— BRIEF —
Can you rewrite every line of the records below, swapping "trace the outline of" for "segment the" wherever it appears and keeping everything else the same? Leave the pictures out of your version.

— DATASET RECORDS —

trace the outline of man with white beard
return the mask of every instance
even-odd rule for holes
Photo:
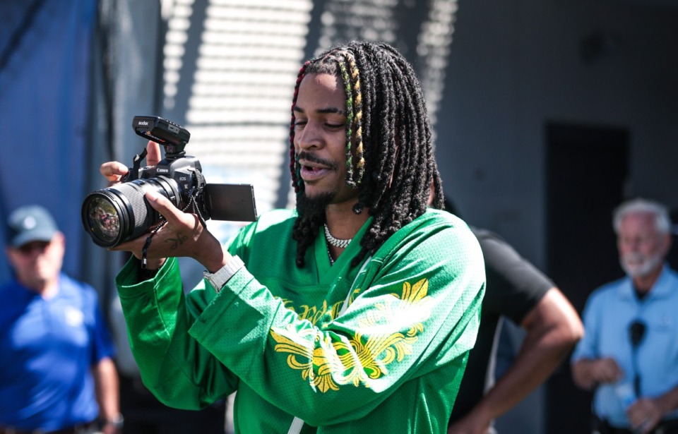
[[[615,210],[619,262],[626,276],[591,294],[572,376],[595,389],[593,433],[678,433],[678,274],[667,209],[643,199]]]

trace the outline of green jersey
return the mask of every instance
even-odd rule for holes
[[[446,432],[484,292],[468,227],[429,210],[355,267],[370,221],[333,265],[321,231],[299,268],[295,218],[243,228],[229,251],[246,267],[218,292],[184,296],[176,260],[141,282],[128,263],[117,284],[144,384],[189,409],[237,391],[239,433]]]

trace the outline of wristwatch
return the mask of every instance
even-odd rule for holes
[[[226,282],[228,282],[228,279],[232,277],[233,275],[242,268],[244,265],[242,260],[237,256],[233,256],[227,264],[220,268],[216,272],[210,273],[205,270],[203,272],[203,275],[218,294],[221,289],[224,287],[224,285],[226,284]]]
[[[115,427],[117,430],[121,430],[125,423],[125,418],[119,413],[112,419],[104,419],[102,425],[109,425]]]

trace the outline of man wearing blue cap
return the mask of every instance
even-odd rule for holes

— REPLY —
segment the man with white beard
return the mask of every instance
even-odd rule for holes
Photo:
[[[615,210],[619,262],[626,276],[591,294],[572,376],[595,389],[593,433],[678,433],[678,274],[667,209],[643,199]]]

segment the green jersey
return the mask of every instance
even-odd rule for holes
[[[446,432],[484,292],[468,227],[429,210],[355,267],[370,221],[333,265],[321,231],[299,268],[295,218],[243,228],[229,251],[246,267],[218,292],[184,296],[176,260],[141,282],[128,263],[117,284],[144,384],[189,409],[237,391],[239,433]]]

segment the wristwatch
return the mask of every instance
even-odd rule for holes
[[[226,282],[228,282],[228,279],[232,277],[233,275],[242,268],[244,265],[242,260],[237,256],[233,256],[227,264],[220,268],[216,272],[210,273],[205,270],[203,272],[203,275],[218,294],[221,289],[224,287],[224,285],[226,284]]]
[[[115,427],[117,430],[121,430],[125,423],[125,418],[119,413],[112,419],[104,419],[102,425],[109,425]]]

segment the man wearing blue cap
return the mask of every instance
even-odd rule for holes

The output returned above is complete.